◆ ENTRIES SUPPLIED:
>>>
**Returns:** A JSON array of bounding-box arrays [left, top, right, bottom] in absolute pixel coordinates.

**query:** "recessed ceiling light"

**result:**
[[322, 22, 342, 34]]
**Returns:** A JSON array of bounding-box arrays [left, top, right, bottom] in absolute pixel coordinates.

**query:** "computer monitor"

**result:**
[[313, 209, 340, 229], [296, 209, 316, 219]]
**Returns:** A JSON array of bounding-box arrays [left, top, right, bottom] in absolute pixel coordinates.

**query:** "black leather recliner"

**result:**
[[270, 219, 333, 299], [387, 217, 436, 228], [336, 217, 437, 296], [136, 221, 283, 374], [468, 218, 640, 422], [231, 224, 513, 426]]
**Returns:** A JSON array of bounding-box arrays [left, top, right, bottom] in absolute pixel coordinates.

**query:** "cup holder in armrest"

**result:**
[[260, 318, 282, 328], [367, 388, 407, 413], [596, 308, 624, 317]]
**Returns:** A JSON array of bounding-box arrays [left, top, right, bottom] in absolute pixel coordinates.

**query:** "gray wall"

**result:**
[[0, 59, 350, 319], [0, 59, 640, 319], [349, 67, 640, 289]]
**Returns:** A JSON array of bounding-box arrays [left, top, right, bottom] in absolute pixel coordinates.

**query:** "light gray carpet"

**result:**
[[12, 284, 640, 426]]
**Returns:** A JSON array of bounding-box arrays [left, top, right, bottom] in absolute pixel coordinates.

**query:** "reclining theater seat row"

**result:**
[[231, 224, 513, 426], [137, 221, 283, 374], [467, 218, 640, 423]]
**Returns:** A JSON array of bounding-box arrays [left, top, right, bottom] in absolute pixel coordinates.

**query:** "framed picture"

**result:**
<<<
◆ INSTRUCTION: Please recast all the rows above as one numbered list of lines, leaving out the blank lines.

◆ ANSWER TO THIS EXERCISE:
1. **Returns:** A JSON array of bounding-box arrays [left, top, right, bottom] in absolute pixel coordinates.
2. **query:** "recessed ceiling light"
3. **result:**
4. [[322, 22, 342, 34]]
5. **Returns:** A JSON array of bounding-box arrays [left, top, right, bottom] in absolute pixel coordinates.
6. **query:** "computer monitor"
7. **result:**
8. [[313, 209, 340, 229], [296, 209, 316, 219]]
9. **Returns:** A JSON array of bounding-box arrays [left, top, right, bottom] in absolute pixel coordinates.
10. **query:** "black leather recliner"
11. **result:**
12. [[270, 219, 333, 299], [387, 217, 436, 228], [336, 217, 437, 296], [136, 221, 283, 374], [468, 218, 640, 422], [231, 224, 513, 426]]
13. **Returns:** A JSON array of bounding-box arrays [left, top, right, bottom] in absolute pixel coordinates.
14. **query:** "cup holder in armrest"
15. **result:**
16. [[260, 318, 282, 328], [367, 388, 407, 413], [596, 308, 624, 317]]
17. **Returns:** A JSON array of bounding-box arrays [left, top, right, bottom] in absolute pixel coordinates.
18. **query:** "gray wall"
19. **result:**
20. [[0, 59, 350, 319], [0, 59, 640, 319], [349, 67, 640, 289]]
21. **Returns:** A JSON array of bounding-box arrays [left, top, right, bottom] in absolute pixel coordinates.
22. **query:** "light gray carpet"
23. **result:**
24. [[12, 284, 640, 426]]
25. **Returns:** A JSON array of bounding-box arrays [left, top, right, bottom] in absolute pixel coordinates.
26. **query:** "reclining theater seat row"
27. **result:**
28. [[231, 224, 513, 426], [137, 221, 283, 374], [467, 218, 640, 423]]
29. **Returns:** A JSON array of bounding-box arrays [left, top, right, bottom] in absolute pixel coordinates.
30. **query:** "framed picture"
31. **result:**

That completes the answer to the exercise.